— EXERCISE BRIEF —
Write out the entries, please, from the line containing "white wall, place" through their final line, exactly and with nothing else.

### DATA EXCERPTS

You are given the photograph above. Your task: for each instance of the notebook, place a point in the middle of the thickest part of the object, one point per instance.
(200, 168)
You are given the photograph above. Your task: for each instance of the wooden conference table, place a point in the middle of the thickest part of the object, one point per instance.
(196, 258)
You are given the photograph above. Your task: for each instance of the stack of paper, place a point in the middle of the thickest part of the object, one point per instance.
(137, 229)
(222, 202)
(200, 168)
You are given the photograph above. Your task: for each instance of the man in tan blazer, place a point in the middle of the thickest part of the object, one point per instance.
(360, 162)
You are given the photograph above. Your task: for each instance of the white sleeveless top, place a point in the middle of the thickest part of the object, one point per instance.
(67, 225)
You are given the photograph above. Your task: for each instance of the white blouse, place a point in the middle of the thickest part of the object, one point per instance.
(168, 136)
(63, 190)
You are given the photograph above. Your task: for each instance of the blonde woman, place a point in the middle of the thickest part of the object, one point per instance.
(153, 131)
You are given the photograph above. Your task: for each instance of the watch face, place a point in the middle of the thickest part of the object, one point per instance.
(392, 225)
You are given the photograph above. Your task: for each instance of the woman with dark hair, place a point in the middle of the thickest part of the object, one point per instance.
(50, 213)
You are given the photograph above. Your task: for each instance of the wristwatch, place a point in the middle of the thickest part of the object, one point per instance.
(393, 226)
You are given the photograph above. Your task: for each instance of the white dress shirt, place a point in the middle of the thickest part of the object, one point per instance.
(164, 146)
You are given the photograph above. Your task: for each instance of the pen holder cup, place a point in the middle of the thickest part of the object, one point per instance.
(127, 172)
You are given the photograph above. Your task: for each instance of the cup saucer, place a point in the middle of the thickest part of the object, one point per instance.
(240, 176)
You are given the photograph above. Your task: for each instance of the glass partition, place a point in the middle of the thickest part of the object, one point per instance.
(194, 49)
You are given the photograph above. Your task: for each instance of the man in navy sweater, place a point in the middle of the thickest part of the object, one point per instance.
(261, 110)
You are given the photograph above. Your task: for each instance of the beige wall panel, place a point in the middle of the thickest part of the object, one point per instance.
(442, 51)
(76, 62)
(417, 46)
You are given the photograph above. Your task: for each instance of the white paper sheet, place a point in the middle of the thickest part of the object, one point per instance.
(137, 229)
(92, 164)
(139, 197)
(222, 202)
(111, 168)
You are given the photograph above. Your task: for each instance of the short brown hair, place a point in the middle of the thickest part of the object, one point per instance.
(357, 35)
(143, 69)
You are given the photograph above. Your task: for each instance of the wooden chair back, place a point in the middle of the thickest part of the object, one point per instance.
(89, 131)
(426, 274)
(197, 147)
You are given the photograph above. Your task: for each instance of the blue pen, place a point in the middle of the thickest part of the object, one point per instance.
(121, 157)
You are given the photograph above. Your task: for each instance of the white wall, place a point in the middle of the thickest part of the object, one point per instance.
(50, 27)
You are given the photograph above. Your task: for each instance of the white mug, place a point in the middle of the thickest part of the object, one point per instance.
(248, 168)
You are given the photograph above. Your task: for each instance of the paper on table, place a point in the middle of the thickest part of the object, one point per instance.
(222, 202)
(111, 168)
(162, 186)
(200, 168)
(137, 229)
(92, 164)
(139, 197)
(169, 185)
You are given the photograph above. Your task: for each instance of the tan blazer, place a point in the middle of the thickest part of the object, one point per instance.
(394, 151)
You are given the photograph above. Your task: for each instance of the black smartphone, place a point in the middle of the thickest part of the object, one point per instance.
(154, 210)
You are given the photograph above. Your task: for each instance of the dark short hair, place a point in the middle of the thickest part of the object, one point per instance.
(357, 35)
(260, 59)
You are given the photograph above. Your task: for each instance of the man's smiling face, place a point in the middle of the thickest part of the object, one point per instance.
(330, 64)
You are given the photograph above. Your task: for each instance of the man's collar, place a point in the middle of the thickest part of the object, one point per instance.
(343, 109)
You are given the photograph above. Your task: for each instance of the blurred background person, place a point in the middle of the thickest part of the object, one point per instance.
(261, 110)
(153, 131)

######

— EXERCISE ANSWER —
You are given the photograph above. Your task: for each instance of the white wall, place a point in the middle of the thickest part of the object, one point per instance.
(50, 27)
You are given the photograph above. Your task: for each instance of the white mug, place a point in the middle of the thickest part of the object, one point per instance.
(248, 168)
You are given the photograph above. Your task: for each instance of the paper on table, place a point in the middle of the thickest part of the object, one point per instance.
(222, 202)
(111, 168)
(162, 186)
(200, 168)
(137, 229)
(92, 164)
(139, 197)
(169, 185)
You are given the photograph above. Your task: for each instance of the tan blazer, place a point in the middle of the thickest part of the object, one point per instance.
(394, 151)
You are given the photograph above. Your task: for each instance of the black smartphone, place a point in the middle of the thickest part of the object, one point per instance.
(154, 210)
You are given the photograph above. Your task: for each instance of the dark short hair, place a point in the middle of the thickest part of the object, one point per instance.
(357, 35)
(260, 59)
You are given the photograph above. Your task: for each instance of the man's smiling face, place a point in the middle of the thickest part of the object, one point per instance.
(330, 64)
You are given the photograph above. Your task: for each instance of the man's collar, place a point in the middle of the thickest part of the object, one point per instance.
(343, 109)
You are given the photograph above. Your task: for each instance of the blurred background person, place a point in the middle of the thickest part of the object, one point per instance.
(261, 110)
(153, 131)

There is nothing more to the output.